Pick out each line in the items below that contains the string "wall" and copy those lines.

>> Start

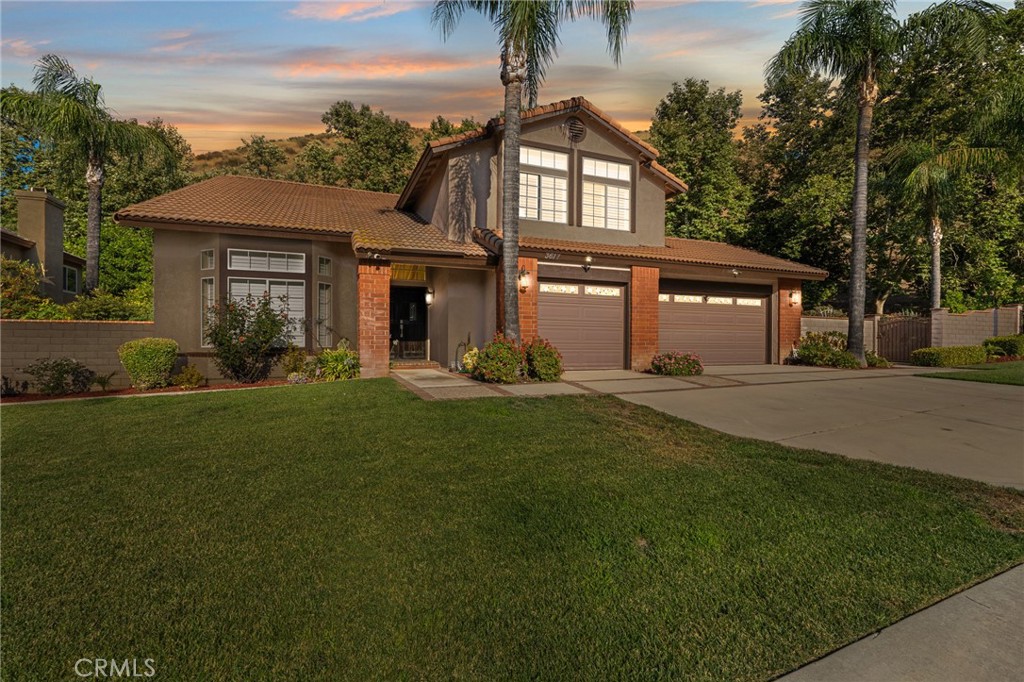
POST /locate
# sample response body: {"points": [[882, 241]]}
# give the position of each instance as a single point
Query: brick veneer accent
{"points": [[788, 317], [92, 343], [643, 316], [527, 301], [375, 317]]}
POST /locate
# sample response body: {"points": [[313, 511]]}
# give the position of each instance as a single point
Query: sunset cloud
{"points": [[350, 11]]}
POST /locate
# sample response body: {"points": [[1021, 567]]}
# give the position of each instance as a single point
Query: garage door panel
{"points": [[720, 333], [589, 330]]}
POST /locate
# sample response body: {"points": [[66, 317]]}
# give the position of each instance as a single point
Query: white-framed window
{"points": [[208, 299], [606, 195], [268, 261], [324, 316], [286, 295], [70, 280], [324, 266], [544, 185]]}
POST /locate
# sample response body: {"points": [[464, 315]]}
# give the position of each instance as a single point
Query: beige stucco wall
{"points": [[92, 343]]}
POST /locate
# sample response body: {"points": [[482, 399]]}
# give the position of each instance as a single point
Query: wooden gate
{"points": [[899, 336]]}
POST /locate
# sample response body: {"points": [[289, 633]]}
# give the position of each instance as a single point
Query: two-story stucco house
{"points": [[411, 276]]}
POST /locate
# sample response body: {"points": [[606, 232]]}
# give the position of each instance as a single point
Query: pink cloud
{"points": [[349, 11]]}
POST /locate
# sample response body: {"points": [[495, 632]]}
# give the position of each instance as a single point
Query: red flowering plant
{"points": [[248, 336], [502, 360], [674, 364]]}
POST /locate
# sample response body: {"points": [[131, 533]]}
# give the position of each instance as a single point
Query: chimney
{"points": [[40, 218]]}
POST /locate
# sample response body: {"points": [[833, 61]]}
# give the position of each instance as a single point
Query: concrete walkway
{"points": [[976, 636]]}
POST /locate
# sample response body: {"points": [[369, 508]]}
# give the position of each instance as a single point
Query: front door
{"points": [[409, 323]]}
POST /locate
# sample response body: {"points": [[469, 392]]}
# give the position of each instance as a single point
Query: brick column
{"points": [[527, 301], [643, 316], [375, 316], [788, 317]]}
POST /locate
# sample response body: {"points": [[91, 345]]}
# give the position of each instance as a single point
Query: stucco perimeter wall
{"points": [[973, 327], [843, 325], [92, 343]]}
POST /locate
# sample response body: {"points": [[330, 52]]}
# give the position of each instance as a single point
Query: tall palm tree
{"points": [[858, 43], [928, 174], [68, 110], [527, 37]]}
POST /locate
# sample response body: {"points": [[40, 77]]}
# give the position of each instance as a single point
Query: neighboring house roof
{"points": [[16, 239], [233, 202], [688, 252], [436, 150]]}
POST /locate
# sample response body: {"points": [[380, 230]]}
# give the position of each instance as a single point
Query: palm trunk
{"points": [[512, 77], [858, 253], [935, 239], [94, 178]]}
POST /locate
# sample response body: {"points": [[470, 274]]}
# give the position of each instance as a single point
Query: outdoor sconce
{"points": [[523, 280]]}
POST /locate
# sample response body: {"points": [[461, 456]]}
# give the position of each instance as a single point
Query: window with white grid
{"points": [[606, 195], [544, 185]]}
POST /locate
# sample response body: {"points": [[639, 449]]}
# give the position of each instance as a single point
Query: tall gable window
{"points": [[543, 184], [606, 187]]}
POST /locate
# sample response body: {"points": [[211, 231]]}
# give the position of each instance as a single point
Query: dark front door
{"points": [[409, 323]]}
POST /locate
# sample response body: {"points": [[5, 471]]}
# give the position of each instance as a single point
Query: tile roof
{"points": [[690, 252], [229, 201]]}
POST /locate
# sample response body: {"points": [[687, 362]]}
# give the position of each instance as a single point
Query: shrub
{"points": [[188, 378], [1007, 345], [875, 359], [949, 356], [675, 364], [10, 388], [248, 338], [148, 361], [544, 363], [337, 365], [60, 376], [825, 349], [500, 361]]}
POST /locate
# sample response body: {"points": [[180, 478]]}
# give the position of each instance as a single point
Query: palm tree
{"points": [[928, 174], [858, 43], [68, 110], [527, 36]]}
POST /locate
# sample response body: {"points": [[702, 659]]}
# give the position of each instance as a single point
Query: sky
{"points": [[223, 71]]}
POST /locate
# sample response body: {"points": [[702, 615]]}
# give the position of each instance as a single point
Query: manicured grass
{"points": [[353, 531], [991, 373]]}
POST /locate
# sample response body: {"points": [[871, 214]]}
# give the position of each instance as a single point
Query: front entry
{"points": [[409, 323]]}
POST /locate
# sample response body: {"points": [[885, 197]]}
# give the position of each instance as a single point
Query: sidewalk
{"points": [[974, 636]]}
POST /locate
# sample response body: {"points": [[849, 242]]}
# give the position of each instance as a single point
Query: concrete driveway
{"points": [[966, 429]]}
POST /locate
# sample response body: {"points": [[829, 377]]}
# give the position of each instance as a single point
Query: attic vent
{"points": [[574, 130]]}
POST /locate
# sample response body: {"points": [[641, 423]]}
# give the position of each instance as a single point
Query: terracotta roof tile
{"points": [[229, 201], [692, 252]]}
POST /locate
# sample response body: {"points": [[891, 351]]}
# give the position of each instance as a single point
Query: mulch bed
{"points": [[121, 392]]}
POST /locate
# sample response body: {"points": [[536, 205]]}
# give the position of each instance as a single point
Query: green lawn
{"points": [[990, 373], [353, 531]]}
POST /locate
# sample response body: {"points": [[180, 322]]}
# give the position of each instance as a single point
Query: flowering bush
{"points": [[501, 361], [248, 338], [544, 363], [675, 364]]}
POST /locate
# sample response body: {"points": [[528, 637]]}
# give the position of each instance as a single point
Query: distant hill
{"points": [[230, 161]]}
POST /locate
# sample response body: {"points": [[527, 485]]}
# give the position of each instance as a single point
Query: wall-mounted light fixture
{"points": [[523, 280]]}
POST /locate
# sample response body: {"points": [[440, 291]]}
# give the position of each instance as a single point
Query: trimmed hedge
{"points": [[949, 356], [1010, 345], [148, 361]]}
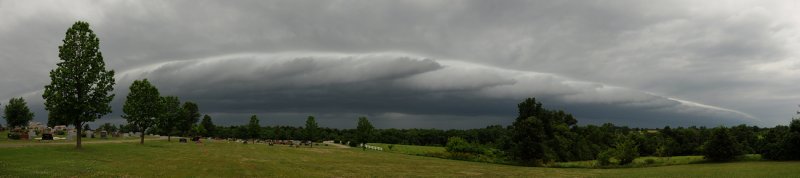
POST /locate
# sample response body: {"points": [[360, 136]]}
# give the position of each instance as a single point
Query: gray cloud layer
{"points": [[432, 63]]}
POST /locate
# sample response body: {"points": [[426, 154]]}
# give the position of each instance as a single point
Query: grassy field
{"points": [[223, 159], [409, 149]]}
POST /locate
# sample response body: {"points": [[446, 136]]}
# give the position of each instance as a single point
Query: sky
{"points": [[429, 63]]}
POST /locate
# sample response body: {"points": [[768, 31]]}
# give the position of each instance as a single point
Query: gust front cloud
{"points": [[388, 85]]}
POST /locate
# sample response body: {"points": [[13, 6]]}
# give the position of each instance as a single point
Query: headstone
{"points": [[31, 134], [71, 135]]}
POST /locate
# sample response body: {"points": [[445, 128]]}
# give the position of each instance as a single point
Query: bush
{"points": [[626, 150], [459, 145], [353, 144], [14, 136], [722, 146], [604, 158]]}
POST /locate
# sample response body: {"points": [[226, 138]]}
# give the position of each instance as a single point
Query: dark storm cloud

>> End

#### Answer to this exercise
Query: beige stucco wall
Query: stucco perimeter wall
Query: wall-mounted light fixture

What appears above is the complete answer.